Take the line that contains "[mark] the ceiling fan -- one" and every line after it in the material below, and quote them exactly.
--------------------------------------------------
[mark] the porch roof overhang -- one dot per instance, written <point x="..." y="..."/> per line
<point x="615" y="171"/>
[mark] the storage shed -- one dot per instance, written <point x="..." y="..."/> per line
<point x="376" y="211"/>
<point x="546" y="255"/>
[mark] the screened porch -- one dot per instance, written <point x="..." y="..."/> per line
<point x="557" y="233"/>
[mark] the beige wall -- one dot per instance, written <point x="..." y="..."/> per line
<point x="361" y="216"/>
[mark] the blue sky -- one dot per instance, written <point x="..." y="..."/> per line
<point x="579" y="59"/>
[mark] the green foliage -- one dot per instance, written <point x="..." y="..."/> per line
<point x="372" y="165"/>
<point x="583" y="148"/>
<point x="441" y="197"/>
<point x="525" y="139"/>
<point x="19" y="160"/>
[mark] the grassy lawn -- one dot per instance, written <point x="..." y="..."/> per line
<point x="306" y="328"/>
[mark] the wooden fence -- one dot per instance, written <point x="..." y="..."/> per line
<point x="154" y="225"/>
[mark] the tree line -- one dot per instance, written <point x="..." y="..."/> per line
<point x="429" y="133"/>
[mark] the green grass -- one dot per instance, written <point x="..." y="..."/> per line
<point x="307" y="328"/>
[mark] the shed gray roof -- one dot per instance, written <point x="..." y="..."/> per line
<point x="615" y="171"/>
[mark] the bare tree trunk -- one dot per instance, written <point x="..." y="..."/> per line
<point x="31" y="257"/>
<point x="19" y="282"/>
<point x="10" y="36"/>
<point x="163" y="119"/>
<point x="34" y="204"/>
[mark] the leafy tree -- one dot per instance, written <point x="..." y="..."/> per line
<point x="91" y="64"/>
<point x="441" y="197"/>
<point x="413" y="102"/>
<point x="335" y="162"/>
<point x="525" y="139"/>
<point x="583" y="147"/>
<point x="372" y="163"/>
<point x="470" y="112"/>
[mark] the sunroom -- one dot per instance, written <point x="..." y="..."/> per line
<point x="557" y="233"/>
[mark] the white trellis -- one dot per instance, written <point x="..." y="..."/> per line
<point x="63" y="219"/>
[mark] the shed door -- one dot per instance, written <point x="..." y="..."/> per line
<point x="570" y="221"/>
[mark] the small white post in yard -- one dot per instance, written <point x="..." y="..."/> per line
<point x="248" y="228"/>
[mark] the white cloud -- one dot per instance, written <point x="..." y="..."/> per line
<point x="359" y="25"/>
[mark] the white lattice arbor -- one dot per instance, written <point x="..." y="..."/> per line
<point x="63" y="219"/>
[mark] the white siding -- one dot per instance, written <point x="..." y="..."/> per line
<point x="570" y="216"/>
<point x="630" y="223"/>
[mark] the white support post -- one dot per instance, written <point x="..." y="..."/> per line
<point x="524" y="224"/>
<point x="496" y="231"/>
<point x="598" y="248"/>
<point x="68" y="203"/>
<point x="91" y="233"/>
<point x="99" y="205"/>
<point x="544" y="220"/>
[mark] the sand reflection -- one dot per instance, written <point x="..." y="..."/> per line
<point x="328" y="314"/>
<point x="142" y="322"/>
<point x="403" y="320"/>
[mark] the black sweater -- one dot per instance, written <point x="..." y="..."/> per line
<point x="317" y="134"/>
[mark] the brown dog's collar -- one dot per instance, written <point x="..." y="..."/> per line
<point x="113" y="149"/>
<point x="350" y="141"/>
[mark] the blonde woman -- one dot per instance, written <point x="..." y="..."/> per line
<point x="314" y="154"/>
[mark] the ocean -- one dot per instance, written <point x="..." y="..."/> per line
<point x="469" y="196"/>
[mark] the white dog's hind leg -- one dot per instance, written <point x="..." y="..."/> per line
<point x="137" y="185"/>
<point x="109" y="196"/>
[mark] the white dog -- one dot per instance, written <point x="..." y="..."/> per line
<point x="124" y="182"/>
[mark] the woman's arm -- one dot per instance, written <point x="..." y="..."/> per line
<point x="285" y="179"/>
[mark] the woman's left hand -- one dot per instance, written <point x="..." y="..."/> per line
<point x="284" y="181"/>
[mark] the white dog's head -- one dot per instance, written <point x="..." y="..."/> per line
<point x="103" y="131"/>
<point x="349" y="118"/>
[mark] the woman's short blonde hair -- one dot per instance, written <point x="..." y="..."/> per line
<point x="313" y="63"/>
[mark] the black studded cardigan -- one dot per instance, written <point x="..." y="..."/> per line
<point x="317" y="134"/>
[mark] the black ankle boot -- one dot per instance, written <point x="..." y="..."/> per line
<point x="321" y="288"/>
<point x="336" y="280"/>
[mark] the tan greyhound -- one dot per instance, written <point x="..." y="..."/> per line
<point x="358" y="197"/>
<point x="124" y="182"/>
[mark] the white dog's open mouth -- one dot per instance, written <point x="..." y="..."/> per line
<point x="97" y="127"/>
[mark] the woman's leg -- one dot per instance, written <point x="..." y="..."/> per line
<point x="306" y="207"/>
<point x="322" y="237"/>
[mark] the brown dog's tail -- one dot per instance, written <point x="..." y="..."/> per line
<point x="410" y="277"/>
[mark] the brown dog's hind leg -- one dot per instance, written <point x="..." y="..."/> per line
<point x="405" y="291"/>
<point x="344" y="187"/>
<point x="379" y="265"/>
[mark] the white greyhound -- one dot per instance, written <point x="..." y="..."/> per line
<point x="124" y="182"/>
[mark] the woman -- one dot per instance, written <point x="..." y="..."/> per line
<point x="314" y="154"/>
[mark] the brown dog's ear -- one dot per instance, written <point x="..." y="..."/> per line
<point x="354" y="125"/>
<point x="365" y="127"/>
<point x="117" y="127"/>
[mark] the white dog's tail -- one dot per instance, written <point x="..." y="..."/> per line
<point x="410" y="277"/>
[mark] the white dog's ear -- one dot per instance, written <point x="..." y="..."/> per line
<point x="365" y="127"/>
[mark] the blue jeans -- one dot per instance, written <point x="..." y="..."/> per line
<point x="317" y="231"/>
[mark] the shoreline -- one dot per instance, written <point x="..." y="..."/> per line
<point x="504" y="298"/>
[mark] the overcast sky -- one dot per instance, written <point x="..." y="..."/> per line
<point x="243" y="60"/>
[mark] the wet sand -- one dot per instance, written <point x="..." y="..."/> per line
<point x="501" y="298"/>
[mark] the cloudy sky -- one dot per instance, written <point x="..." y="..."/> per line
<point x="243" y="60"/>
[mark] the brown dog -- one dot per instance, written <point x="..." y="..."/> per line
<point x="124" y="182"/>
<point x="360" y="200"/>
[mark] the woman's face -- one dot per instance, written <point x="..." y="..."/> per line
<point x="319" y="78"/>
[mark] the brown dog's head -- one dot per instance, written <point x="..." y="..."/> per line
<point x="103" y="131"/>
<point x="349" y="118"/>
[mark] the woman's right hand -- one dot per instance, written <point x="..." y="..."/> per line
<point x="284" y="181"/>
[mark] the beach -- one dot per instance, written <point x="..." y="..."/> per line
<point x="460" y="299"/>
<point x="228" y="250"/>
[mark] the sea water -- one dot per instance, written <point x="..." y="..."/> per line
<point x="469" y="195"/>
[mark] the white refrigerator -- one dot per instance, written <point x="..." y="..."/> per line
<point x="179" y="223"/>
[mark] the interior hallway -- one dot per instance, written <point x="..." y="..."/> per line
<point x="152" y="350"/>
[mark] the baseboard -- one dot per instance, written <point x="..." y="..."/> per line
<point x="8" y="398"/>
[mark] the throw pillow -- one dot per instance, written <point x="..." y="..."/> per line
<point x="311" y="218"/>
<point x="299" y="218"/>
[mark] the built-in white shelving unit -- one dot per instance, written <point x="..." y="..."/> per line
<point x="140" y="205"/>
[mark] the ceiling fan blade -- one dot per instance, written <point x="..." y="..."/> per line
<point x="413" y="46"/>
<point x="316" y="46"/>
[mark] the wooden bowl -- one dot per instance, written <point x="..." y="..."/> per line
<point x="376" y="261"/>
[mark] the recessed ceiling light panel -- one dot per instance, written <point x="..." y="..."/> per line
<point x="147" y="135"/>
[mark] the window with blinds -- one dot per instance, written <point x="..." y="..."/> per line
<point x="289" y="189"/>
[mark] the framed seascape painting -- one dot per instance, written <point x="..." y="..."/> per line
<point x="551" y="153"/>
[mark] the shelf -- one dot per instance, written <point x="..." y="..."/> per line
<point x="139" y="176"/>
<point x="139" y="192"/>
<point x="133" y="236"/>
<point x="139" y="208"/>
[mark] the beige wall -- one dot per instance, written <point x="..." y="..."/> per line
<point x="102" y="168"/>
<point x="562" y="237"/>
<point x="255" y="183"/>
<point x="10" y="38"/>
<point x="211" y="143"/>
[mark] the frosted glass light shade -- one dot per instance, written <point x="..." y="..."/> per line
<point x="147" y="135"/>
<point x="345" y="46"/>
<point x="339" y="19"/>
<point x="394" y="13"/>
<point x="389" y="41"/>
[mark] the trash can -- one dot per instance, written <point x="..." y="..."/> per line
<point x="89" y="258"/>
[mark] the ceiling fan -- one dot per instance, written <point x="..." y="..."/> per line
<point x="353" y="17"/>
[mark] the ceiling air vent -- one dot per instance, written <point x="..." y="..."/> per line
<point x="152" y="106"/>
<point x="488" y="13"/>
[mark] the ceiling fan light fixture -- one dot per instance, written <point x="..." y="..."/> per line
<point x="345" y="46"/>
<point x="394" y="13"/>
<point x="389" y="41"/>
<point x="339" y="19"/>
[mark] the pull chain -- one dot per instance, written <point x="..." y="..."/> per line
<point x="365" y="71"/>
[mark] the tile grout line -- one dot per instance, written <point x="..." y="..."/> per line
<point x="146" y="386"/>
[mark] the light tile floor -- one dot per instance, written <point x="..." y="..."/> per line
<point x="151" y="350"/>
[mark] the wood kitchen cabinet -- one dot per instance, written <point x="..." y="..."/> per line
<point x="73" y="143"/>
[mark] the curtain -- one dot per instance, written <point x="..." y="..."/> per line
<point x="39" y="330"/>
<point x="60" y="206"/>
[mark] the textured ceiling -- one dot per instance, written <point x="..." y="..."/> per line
--------------------------------------------------
▶ **EXERCISE SOLUTION**
[mark] the ceiling fan -- one dot per instance, written <point x="..." y="..."/> per line
<point x="353" y="17"/>
[mark] the ceiling air vent -- one dot per instance, written <point x="..." y="..."/> per line
<point x="152" y="106"/>
<point x="488" y="13"/>
[mark] the ceiling fan light fixture -- one dot per instance, written <point x="..." y="..."/> per line
<point x="345" y="46"/>
<point x="394" y="13"/>
<point x="389" y="41"/>
<point x="339" y="19"/>
[mark] the pull chain -- one dot per instance, written <point x="..." y="..."/> per line
<point x="365" y="71"/>
[mark] the tile grout line -- one dot per instance, written <point x="..." y="..."/> per line
<point x="146" y="386"/>
[mark] the light tile floor -- one dot per instance, written <point x="..." y="..."/> per line
<point x="151" y="350"/>
[mark] the wood kitchen cabinet -- one dot per instance, written <point x="..." y="..."/> per line
<point x="73" y="143"/>
[mark] the curtain -- one dot per instance, written <point x="..." y="..."/> per line
<point x="39" y="330"/>
<point x="60" y="206"/>
[mark] the textured ceiling -- one dot per instance, written <point x="..." y="..."/> per line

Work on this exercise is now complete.